*Texte à lire:*
Ce débat a initialement été publié sur The Rift, le site anglophone du Drenche, et il a été traduit en français par la Rédaction

📋  Le contexte  📋

La Banque centrale européenne est la banque centrale pour l’euro. La BCE a été créée par le traité d’Amsterdam et elle réglemente la politique monétaire de 19 États européens qui ont adopté l’euro. C’est l’une des plus grandes banques centrales du monde. Elle est donc l’une des sept institutions de l’UE. La BCE est basée à Francfort-sur-le-Main en Allemagne et son actuelle présidente est Christine Lagarde.

Source : Banque centrale européenne

L’objectif principal de la BCE est de définir et de mettre en œuvre la politique monétaire et de maintenir la stabilité des prix au sein de la zone euro. Elle est également responsable de l’émission des billets de banque, de la conduite des opérations de change, de la collecte et de l’établissement des statistiques et de la surveillance bancaire.

Le Conseil des gouverneurs est le principal organe de décision de la BCE. Il est composé de six membres du directoire et de 19 gouverneurs des banques centrales nationales des pays de la zone euro.

*Données fournies:*

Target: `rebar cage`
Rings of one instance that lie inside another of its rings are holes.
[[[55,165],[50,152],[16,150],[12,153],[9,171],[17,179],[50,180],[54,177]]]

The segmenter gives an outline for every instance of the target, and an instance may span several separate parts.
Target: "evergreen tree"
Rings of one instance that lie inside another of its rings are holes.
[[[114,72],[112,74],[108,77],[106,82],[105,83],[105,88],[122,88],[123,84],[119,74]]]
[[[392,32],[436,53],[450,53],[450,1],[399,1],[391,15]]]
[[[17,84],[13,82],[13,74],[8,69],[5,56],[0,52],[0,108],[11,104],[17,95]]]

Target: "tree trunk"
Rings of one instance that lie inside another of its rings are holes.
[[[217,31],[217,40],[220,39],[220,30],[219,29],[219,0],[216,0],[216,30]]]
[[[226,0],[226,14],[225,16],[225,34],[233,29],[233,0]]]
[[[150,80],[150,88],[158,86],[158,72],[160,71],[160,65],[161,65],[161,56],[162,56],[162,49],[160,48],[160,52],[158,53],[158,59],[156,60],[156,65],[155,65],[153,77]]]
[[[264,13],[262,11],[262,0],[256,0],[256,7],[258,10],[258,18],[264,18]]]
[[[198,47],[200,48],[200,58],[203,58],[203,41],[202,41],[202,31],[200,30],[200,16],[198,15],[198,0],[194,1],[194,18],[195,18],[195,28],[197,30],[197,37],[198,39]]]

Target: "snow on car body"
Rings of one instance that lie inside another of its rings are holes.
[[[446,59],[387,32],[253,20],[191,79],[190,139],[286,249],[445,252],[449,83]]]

*Consigne A:*
Pouvez-vous recopier le passage du texte sur la Banque centrale européenne qui s'ouvre sur les mots contenant « Le Conseil des » et se termine par « pays de la zone euro. », en remplaçant « directoire » par « comité exécutif » ?
*Consigne B:*
Pourriez-vous poursuivre le texte sur la Banque centrale européenne à partir de sa dernière phrase ?
Ces données n'ont aucun rapport avec le texte sur la Banque centrale européenne.

*Réponse A:*
Le Conseil des gouverneurs est le principal organe de décision de la BCE. Il est composé de six membres du comité exécutif et de 19 gouverneurs des banques centrales nationales des pays de la zone euro.

*Réponse B:*
Source : Banque centrale européenne

La Banque centrale européenne s’est montrée présente au niveau européen lors de l’apparition des pandémies de coronavirus. L’institution était et reste très impliquée dans les programmes visant à contrer les effets économiques négatifs de la crise sur les États membres de l’UE.

Les principales négociations ont donc eu lieu au niveau politique entre les représentants des gouvernements nationaux de la zone euro et de l’UE, et souvent entre les chefs d’État.

🕵  Le débat des experts  🕵

Le principe du Drenche est de présenter l’actualité sous forme de débats. Le but est qu’en lisant un argumentaire qui défend le « pour » et les arguments du camp du « contre », vous puissiez vous forger une opinion ; votre opinion.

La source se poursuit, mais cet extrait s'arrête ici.